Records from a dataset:
● ● ●

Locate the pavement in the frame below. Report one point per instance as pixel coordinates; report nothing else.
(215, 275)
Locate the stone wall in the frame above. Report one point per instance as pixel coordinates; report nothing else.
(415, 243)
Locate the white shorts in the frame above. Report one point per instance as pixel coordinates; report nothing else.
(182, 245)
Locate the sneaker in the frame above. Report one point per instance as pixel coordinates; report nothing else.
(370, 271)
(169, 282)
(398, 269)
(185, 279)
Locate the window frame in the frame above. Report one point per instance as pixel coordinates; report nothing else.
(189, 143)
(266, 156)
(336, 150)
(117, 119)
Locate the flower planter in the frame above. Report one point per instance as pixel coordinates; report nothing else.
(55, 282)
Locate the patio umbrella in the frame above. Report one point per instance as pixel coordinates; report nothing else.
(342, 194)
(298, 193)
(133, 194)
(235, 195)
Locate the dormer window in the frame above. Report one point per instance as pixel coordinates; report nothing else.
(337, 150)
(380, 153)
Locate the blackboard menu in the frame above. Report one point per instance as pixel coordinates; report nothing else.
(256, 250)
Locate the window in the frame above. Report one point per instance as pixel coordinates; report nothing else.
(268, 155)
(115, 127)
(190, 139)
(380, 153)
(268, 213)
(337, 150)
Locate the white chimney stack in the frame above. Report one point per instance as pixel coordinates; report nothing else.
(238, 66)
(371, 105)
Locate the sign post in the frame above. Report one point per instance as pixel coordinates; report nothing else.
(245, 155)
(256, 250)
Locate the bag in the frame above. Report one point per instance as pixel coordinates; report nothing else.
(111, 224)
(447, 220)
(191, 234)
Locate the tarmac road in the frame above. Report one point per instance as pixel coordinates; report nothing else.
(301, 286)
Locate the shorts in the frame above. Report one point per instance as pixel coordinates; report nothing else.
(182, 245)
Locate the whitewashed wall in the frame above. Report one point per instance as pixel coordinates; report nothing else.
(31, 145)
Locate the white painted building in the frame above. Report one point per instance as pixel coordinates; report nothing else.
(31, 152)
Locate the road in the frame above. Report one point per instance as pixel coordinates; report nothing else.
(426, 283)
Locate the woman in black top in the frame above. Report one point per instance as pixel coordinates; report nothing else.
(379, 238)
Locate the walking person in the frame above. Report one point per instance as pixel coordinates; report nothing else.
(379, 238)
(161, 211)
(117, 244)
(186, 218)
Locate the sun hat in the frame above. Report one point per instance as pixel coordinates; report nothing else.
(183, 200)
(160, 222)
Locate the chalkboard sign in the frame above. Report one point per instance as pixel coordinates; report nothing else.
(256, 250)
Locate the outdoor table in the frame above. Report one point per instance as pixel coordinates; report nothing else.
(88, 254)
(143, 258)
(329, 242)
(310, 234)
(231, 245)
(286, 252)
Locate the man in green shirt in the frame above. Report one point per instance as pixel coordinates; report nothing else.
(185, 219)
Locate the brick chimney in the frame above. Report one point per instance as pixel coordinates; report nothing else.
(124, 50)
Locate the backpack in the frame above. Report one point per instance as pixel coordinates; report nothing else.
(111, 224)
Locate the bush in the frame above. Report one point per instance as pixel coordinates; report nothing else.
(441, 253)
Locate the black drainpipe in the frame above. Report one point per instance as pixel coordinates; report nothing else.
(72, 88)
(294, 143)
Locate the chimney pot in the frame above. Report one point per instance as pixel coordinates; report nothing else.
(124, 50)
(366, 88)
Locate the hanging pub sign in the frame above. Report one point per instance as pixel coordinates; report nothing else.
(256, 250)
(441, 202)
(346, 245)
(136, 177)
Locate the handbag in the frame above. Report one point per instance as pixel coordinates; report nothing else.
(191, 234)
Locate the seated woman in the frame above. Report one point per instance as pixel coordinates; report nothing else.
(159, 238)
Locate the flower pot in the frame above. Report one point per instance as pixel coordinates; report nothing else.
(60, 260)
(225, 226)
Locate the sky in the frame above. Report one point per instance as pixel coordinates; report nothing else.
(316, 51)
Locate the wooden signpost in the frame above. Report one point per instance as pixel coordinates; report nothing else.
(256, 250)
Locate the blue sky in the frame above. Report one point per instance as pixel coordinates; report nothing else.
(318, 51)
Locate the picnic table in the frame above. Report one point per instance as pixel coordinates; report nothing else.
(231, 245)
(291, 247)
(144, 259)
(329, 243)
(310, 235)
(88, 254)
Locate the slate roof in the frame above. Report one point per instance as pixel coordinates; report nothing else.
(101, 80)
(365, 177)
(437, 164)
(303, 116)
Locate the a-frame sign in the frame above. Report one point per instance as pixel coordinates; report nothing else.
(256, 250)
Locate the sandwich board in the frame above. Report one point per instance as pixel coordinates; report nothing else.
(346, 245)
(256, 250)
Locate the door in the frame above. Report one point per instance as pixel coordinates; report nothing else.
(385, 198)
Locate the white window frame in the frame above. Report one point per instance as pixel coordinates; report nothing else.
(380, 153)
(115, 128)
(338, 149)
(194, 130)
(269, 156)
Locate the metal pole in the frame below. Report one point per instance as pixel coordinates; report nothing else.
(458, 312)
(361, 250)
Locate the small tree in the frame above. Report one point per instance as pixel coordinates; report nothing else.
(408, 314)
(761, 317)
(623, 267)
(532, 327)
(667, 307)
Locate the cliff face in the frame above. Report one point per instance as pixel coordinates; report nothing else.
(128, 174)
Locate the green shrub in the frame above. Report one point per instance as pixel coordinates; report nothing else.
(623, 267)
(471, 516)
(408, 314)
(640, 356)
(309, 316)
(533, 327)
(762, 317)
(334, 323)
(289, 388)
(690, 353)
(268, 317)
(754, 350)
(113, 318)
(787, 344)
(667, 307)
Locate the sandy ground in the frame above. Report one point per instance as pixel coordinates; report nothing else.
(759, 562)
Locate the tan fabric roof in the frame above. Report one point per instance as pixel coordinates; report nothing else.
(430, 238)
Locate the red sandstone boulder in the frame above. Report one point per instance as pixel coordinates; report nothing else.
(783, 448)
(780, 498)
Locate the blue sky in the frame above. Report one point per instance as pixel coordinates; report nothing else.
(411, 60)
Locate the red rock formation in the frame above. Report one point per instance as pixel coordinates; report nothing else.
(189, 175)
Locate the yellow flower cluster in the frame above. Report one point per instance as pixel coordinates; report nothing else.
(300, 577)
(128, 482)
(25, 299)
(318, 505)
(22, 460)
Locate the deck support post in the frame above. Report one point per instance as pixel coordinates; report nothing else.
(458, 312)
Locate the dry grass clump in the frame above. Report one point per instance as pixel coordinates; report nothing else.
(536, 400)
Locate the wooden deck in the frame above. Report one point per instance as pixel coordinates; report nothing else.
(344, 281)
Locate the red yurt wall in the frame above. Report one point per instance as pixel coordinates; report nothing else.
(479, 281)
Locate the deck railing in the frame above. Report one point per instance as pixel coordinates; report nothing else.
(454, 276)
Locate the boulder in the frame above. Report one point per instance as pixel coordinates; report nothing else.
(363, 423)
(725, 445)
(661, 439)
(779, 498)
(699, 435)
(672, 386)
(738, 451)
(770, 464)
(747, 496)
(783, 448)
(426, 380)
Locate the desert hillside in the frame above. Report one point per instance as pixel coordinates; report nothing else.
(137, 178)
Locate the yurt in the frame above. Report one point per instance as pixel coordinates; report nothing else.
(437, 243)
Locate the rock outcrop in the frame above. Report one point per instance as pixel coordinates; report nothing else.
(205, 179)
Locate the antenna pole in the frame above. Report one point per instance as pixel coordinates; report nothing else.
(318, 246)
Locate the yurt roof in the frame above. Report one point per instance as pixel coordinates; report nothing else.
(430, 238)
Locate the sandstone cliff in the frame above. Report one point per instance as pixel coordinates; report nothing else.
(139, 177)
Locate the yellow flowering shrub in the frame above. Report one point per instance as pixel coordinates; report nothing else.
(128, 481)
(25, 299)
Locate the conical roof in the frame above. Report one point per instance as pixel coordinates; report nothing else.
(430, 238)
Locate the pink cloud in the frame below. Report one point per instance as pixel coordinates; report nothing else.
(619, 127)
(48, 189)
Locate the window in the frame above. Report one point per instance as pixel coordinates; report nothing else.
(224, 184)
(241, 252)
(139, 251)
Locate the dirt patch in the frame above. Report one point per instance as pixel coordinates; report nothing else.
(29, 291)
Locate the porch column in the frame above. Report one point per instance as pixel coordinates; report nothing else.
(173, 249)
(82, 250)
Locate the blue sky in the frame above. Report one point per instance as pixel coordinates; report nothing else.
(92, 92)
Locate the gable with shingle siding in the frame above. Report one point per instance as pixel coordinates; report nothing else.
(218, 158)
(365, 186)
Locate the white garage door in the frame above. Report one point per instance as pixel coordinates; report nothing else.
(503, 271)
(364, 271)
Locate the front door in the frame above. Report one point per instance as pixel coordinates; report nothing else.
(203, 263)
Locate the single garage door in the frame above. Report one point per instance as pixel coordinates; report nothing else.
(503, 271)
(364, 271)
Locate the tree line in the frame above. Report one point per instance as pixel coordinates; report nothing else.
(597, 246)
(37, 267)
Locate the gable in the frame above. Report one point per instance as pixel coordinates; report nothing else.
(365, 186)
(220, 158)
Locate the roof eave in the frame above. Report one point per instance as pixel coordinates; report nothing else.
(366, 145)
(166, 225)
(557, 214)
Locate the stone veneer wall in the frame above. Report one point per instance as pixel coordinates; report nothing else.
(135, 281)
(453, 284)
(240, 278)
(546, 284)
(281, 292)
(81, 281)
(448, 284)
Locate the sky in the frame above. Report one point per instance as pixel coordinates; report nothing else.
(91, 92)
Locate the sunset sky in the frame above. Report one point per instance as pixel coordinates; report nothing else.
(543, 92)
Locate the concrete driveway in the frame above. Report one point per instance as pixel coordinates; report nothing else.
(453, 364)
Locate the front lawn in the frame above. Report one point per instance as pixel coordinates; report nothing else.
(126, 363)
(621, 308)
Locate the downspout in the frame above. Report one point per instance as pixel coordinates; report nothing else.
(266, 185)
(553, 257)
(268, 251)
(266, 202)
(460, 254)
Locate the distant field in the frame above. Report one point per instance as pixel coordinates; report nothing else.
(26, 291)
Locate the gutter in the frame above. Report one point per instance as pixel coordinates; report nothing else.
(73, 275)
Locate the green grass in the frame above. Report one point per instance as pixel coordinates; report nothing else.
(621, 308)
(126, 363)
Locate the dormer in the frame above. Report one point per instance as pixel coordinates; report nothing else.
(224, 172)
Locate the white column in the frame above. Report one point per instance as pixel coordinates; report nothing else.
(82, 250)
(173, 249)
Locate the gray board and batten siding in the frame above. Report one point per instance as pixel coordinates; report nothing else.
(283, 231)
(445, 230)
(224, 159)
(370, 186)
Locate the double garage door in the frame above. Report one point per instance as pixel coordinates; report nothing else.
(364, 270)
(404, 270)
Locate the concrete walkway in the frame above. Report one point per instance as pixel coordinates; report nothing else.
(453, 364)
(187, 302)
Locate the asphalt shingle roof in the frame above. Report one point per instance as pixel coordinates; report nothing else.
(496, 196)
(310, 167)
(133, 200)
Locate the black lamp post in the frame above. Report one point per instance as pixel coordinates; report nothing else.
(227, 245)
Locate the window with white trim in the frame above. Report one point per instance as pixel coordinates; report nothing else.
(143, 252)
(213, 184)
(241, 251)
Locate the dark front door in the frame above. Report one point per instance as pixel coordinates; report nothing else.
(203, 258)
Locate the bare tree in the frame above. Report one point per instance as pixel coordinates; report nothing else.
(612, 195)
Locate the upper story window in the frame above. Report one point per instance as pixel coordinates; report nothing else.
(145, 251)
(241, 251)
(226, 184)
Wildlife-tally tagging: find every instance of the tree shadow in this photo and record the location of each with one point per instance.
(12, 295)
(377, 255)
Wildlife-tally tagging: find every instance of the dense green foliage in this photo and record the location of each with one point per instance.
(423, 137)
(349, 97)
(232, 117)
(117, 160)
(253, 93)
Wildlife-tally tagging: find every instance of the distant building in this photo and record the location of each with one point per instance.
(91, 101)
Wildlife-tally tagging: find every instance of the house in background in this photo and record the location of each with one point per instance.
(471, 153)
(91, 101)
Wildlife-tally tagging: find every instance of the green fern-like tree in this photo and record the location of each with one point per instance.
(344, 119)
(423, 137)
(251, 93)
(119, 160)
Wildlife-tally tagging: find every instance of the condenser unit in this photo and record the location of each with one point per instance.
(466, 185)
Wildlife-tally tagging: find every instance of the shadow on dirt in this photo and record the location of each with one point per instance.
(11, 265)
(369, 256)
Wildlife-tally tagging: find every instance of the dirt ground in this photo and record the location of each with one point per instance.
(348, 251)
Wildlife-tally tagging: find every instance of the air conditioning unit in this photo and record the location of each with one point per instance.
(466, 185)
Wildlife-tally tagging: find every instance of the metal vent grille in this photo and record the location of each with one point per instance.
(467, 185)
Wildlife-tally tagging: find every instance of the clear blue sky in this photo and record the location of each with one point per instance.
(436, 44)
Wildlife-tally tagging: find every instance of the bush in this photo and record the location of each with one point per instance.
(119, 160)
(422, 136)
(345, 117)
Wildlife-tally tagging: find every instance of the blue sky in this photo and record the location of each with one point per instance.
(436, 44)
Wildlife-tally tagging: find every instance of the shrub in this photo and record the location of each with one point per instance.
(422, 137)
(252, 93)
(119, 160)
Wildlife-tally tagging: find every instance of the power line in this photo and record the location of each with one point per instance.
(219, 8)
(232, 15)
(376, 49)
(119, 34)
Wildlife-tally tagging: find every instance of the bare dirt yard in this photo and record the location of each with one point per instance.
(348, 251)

● ● ●

REQUIRED WORK | Reproduce the lines from the one containing "Wildlife-tally tagging: find every instance of the air" to the end of the entries, keeping both ends and adding nothing.

OUTPUT FOR THIS EXERCISE |
Wildlife-tally tagging: find every instance of the air conditioning unit in this photo and record the location of each with one point per instance.
(466, 185)
Wildlife-tally tagging: find every instance of the metal vent grille in this photo and record the location of each with one point per instance.
(467, 185)
Wildlife-tally tagging: find every instance of the clear blue sky in this photo and record the location of each with one point per instance.
(436, 44)
Wildlife-tally tagging: find every instance of the bush in this photo and record the location of each with one point per instance.
(119, 160)
(422, 136)
(345, 117)
Wildlife-tally tagging: find every instance of the blue sky in this photo and record the location of each with one point per instance.
(436, 44)
Wildlife-tally tagging: find every instance of the shrub in this photo and record the location of each with one point per instance.
(422, 137)
(252, 93)
(119, 160)
Wildlife-tally tagging: find every instance of the power line in this photo and record the location of each with one point per instance.
(219, 8)
(232, 15)
(376, 49)
(119, 34)
Wildlife-tally tagging: find every instance of the bare dirt yard in this photo and record the location of each with one point per instance.
(348, 251)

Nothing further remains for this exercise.